***** DATASET EXCERPTS

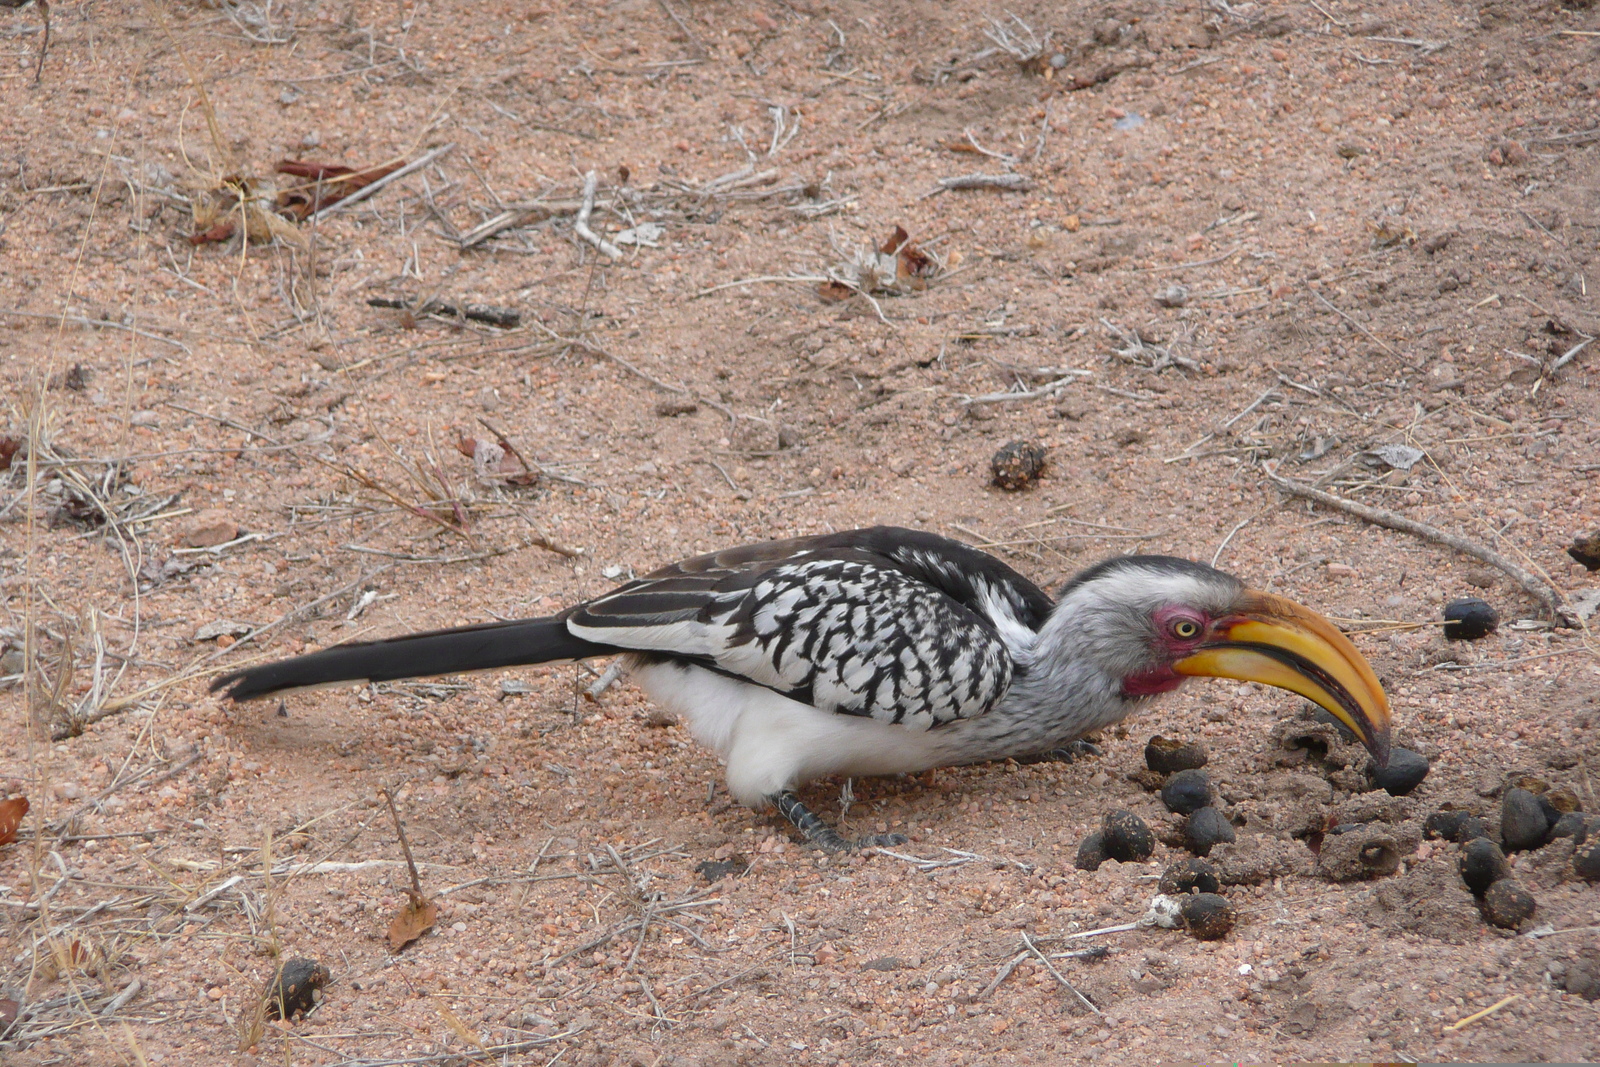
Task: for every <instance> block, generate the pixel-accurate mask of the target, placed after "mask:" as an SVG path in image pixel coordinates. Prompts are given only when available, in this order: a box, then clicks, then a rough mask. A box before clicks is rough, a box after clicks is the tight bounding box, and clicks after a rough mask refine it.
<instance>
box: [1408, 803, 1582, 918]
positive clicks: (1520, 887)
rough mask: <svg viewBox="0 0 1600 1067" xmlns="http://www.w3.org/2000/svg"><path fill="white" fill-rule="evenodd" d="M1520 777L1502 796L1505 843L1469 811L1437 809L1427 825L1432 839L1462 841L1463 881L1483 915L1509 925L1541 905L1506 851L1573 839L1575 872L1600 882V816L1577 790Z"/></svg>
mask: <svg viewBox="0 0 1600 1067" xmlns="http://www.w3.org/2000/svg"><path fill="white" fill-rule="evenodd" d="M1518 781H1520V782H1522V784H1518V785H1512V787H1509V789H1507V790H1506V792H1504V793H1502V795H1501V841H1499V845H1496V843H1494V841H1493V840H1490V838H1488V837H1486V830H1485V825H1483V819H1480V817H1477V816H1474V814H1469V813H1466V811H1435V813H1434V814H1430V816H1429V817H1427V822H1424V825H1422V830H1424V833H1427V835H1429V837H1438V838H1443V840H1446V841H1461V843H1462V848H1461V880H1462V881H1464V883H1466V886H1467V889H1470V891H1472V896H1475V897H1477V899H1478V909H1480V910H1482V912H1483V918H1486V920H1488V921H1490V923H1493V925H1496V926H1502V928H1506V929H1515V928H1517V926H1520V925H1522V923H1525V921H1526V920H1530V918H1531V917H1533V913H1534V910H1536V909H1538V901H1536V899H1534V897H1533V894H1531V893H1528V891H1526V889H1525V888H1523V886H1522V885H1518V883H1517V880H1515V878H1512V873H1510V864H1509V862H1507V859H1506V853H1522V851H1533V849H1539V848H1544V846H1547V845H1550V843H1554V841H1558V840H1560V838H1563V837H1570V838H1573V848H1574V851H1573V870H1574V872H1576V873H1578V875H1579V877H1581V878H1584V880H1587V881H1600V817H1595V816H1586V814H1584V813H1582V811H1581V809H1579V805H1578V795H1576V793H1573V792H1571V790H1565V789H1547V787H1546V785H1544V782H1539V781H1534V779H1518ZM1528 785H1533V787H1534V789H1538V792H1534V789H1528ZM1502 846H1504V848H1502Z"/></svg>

**********
***** DATASET EXCERPTS

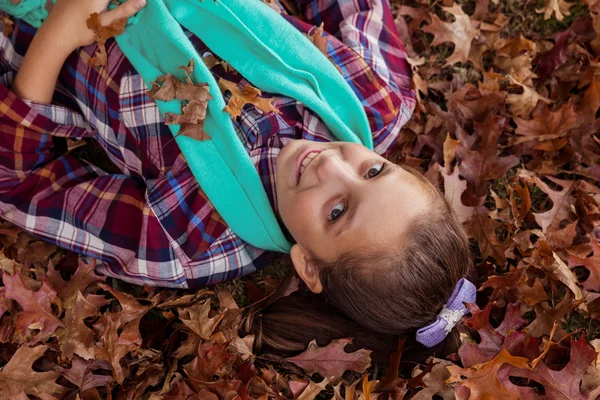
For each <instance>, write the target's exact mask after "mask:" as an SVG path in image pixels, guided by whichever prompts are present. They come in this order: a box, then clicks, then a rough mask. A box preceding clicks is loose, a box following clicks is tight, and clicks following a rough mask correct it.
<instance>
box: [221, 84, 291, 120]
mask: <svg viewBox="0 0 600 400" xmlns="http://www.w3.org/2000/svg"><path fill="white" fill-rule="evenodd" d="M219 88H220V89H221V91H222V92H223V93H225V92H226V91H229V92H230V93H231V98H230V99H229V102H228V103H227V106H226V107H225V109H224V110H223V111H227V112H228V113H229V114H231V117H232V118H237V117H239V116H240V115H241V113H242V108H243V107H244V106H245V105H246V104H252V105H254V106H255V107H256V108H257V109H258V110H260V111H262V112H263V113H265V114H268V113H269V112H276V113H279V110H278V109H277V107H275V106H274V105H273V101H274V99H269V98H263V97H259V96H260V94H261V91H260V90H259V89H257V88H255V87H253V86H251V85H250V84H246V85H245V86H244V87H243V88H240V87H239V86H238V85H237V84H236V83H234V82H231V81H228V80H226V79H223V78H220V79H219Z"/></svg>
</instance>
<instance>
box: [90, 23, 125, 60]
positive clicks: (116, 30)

**********

*DIRECTIONS:*
From the entries above, give again exactly the lines running from the line with "Task: for every" to the line with "positive clicks: (1520, 887)"; include both of those lines.

*TASK OUTPUT:*
Task: for every <instance> block, generate the pixel-accurate mask of the target, placed after "mask:" as an SVG path in image pixel coordinates. Prompts are given only when available, in this order: a box, then clicks, then a rough mask. A box before clicks is rough, a box after clicks is the tight bounding box, and clicks after a rough mask refine it.
<instance>
box: [1408, 803, 1582, 918]
positive clicks: (1520, 887)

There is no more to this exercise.